----- Given records

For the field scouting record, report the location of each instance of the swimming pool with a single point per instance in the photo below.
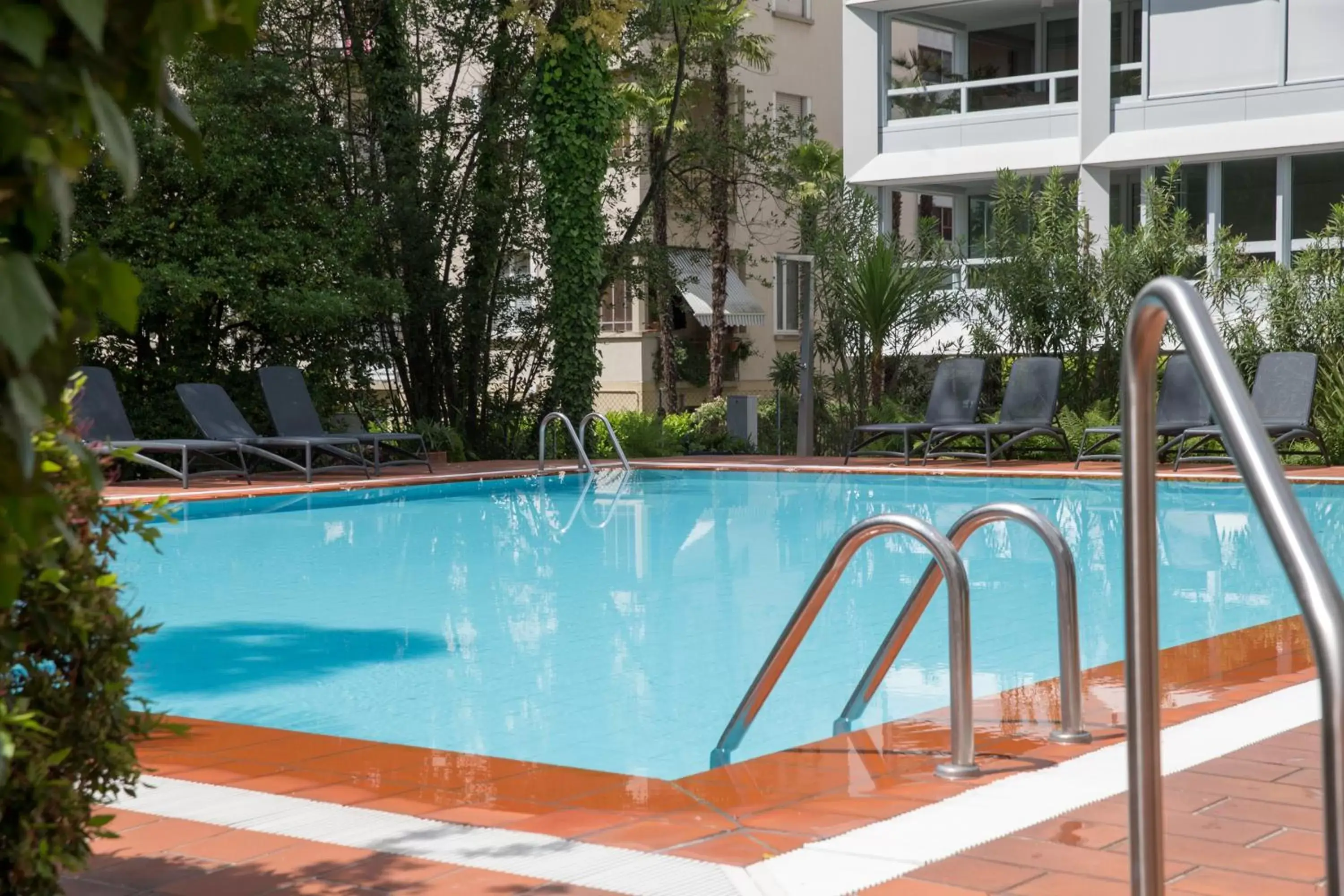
(615, 622)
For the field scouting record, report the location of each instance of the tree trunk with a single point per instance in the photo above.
(494, 191)
(719, 190)
(877, 375)
(663, 291)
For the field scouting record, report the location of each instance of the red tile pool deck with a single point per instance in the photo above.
(1232, 823)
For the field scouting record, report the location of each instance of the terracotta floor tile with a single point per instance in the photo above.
(310, 860)
(741, 848)
(84, 887)
(482, 816)
(159, 836)
(654, 835)
(572, 823)
(471, 882)
(1304, 843)
(914, 887)
(1214, 882)
(1236, 857)
(1077, 833)
(148, 872)
(236, 880)
(799, 821)
(390, 872)
(1301, 817)
(1225, 786)
(976, 874)
(1058, 884)
(1074, 860)
(234, 847)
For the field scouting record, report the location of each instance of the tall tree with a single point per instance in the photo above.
(574, 124)
(729, 46)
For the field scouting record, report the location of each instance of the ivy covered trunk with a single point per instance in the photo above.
(721, 85)
(660, 281)
(576, 115)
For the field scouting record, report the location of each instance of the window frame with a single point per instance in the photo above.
(781, 263)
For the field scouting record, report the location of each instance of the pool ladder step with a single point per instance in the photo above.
(577, 440)
(947, 566)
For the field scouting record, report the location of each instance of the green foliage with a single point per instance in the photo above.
(574, 123)
(441, 437)
(250, 257)
(69, 74)
(897, 295)
(642, 436)
(68, 728)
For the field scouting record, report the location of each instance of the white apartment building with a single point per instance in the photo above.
(764, 293)
(1248, 95)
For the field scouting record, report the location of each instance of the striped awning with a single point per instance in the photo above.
(694, 277)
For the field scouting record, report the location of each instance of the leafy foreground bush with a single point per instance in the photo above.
(68, 722)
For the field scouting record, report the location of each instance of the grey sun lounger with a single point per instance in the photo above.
(293, 414)
(1182, 406)
(220, 418)
(1285, 385)
(953, 400)
(1029, 410)
(103, 424)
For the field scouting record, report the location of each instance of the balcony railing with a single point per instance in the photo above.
(992, 95)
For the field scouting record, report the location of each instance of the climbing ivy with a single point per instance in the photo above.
(576, 127)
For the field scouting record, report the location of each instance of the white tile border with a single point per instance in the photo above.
(862, 857)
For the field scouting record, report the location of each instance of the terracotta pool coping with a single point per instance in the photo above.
(744, 812)
(478, 470)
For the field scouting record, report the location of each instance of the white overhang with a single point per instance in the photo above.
(1229, 139)
(955, 164)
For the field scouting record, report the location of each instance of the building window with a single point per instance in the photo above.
(617, 308)
(1250, 191)
(1193, 194)
(980, 225)
(792, 291)
(792, 111)
(1318, 185)
(800, 9)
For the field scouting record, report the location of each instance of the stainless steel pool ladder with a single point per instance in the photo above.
(1315, 586)
(577, 440)
(947, 566)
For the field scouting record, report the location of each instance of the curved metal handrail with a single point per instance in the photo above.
(578, 444)
(1315, 586)
(611, 435)
(959, 629)
(581, 508)
(1070, 730)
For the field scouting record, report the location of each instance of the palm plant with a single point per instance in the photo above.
(896, 295)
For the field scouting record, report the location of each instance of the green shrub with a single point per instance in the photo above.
(642, 436)
(441, 437)
(68, 722)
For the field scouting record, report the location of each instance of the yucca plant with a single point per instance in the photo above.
(897, 293)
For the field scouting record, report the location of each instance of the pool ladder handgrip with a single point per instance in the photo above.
(1314, 583)
(577, 440)
(947, 566)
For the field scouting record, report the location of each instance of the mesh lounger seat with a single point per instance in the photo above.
(293, 414)
(1285, 385)
(101, 421)
(220, 418)
(1029, 410)
(1180, 406)
(953, 400)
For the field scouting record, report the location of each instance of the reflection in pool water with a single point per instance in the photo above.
(616, 624)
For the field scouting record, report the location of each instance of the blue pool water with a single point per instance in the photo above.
(617, 629)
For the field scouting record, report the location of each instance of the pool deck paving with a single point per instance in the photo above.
(1244, 824)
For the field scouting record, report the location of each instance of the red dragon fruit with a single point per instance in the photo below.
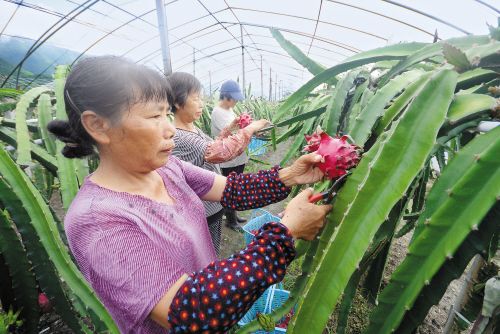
(338, 154)
(245, 120)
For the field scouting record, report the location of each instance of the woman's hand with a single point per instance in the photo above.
(304, 219)
(303, 171)
(234, 124)
(257, 125)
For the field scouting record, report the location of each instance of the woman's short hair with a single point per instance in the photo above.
(182, 84)
(108, 86)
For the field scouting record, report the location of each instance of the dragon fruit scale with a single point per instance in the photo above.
(245, 120)
(338, 154)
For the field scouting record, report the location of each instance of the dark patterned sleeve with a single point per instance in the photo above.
(254, 190)
(214, 299)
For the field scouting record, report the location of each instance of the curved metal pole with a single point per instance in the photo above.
(309, 19)
(428, 15)
(326, 40)
(384, 16)
(10, 18)
(488, 5)
(109, 33)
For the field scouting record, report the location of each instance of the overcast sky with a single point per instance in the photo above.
(342, 31)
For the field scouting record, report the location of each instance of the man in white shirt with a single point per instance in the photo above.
(222, 116)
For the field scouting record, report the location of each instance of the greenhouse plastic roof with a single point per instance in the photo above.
(205, 36)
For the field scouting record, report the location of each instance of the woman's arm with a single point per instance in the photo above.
(228, 146)
(216, 297)
(303, 171)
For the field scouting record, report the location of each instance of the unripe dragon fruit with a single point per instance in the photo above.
(245, 120)
(338, 154)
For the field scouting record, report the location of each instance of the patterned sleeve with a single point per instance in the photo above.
(216, 297)
(254, 190)
(199, 179)
(227, 148)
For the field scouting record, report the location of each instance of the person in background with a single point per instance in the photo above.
(196, 147)
(137, 226)
(223, 116)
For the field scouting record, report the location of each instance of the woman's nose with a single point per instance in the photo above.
(168, 129)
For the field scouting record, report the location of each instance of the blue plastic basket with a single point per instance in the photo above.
(258, 218)
(269, 301)
(256, 146)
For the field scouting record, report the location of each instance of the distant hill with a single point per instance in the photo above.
(45, 58)
(13, 50)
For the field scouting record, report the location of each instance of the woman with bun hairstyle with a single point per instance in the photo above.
(137, 226)
(195, 146)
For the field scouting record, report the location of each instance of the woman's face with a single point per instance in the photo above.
(192, 109)
(143, 139)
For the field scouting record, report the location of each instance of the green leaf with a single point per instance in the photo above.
(302, 117)
(397, 51)
(22, 134)
(355, 106)
(23, 279)
(469, 106)
(456, 57)
(46, 230)
(474, 77)
(37, 153)
(411, 140)
(66, 167)
(463, 207)
(347, 299)
(432, 50)
(296, 53)
(336, 102)
(400, 103)
(482, 55)
(375, 107)
(44, 117)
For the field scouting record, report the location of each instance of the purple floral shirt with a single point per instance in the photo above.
(132, 249)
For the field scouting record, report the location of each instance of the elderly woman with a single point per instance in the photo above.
(196, 147)
(137, 227)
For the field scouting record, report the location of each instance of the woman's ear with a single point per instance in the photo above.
(96, 126)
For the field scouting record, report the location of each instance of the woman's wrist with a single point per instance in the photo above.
(286, 177)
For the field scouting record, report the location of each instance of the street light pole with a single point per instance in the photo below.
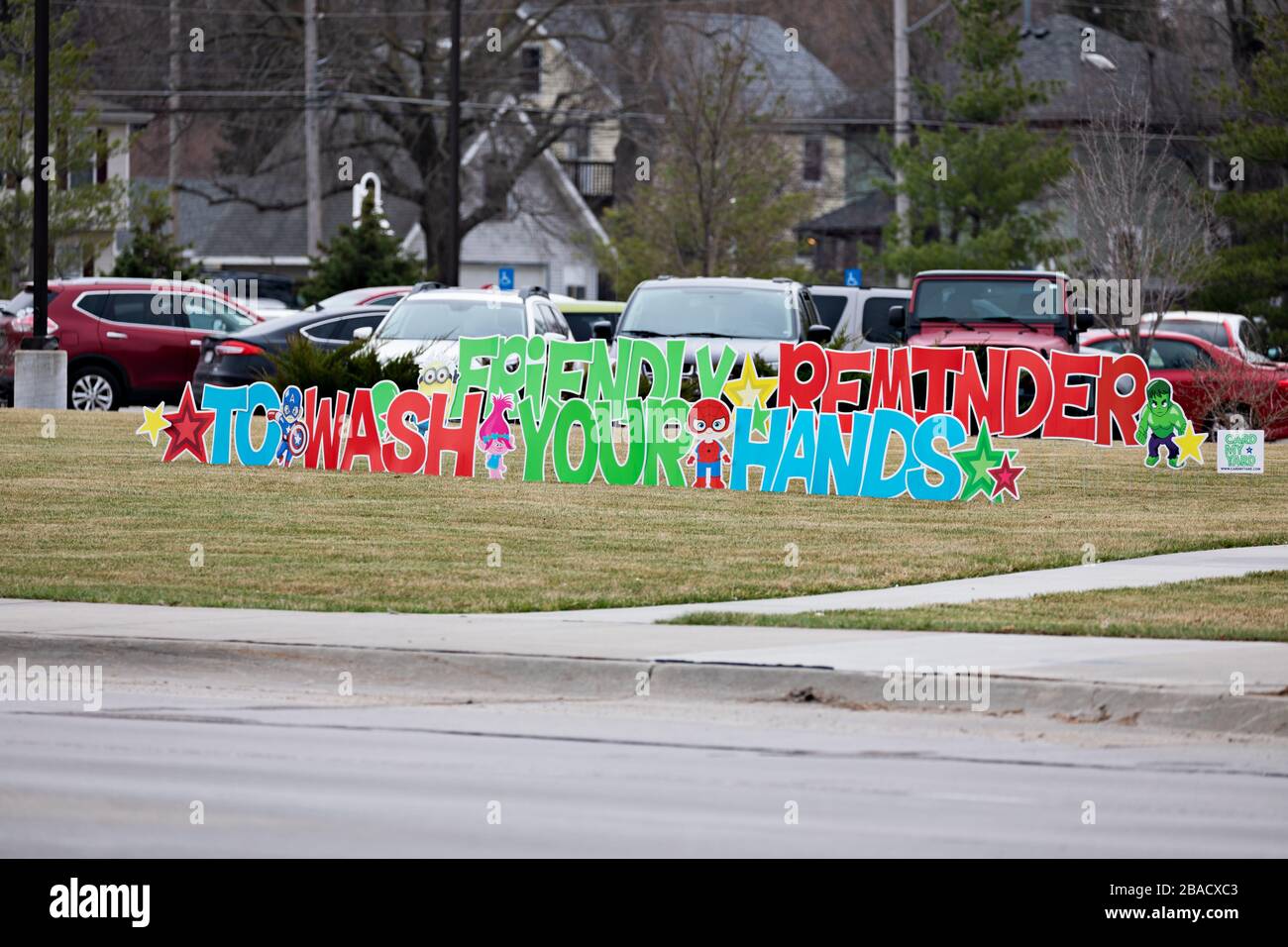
(902, 120)
(454, 146)
(312, 170)
(40, 183)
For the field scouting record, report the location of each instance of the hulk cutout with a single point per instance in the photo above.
(1163, 419)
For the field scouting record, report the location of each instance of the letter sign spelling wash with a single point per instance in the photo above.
(578, 411)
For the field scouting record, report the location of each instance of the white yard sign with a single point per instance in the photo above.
(1240, 451)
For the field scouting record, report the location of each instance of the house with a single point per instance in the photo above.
(789, 72)
(114, 127)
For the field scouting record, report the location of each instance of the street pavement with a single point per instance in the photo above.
(631, 634)
(614, 779)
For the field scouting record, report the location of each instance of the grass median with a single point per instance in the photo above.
(1247, 608)
(93, 514)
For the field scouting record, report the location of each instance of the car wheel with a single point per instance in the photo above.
(94, 389)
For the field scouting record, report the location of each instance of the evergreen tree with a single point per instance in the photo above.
(153, 253)
(362, 256)
(973, 182)
(1250, 274)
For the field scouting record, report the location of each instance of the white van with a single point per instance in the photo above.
(862, 315)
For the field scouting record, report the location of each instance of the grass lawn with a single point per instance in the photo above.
(1249, 608)
(93, 514)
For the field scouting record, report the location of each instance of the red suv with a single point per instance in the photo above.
(1216, 386)
(978, 308)
(127, 341)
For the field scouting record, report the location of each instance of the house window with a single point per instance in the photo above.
(529, 68)
(811, 162)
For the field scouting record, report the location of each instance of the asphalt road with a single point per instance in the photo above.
(283, 775)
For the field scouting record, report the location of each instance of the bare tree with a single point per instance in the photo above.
(1138, 211)
(1233, 393)
(716, 200)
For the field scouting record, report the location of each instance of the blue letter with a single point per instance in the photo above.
(931, 459)
(887, 421)
(223, 402)
(262, 394)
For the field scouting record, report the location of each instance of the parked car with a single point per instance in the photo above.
(751, 316)
(861, 316)
(584, 313)
(430, 322)
(266, 307)
(246, 356)
(1215, 385)
(237, 282)
(127, 341)
(992, 308)
(1224, 329)
(370, 295)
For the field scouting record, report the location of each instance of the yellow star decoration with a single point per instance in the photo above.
(748, 389)
(1189, 444)
(154, 423)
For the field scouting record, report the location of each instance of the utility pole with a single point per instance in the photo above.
(454, 146)
(39, 365)
(902, 119)
(312, 171)
(172, 105)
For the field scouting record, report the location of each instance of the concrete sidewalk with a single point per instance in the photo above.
(629, 637)
(1120, 574)
(629, 634)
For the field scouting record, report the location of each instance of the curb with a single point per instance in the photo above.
(312, 672)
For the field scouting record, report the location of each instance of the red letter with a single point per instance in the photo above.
(364, 438)
(936, 363)
(892, 380)
(791, 390)
(1112, 406)
(838, 392)
(395, 423)
(323, 429)
(1077, 394)
(1014, 421)
(458, 440)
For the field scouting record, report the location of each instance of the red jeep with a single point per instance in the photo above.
(127, 341)
(980, 308)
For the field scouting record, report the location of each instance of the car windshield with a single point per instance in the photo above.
(987, 300)
(1214, 333)
(735, 313)
(430, 320)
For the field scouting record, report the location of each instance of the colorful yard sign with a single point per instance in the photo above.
(829, 420)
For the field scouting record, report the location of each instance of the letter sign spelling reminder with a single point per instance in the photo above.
(827, 423)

----------

#### Problem
Could you retype, word for word, the stretch of the items above that starts with the line containing "the blue pool" and ends with the line containing "(1244, 824)", keeping both of those lines?

#### Solution for this task
For the field scouting record, report the location of each instance of the blue pool water with a single point per instance in the photo above.
(617, 629)
For the field scouting record, report the location of each instance of the pool deck paving with a single point per instance in the photo above.
(1244, 824)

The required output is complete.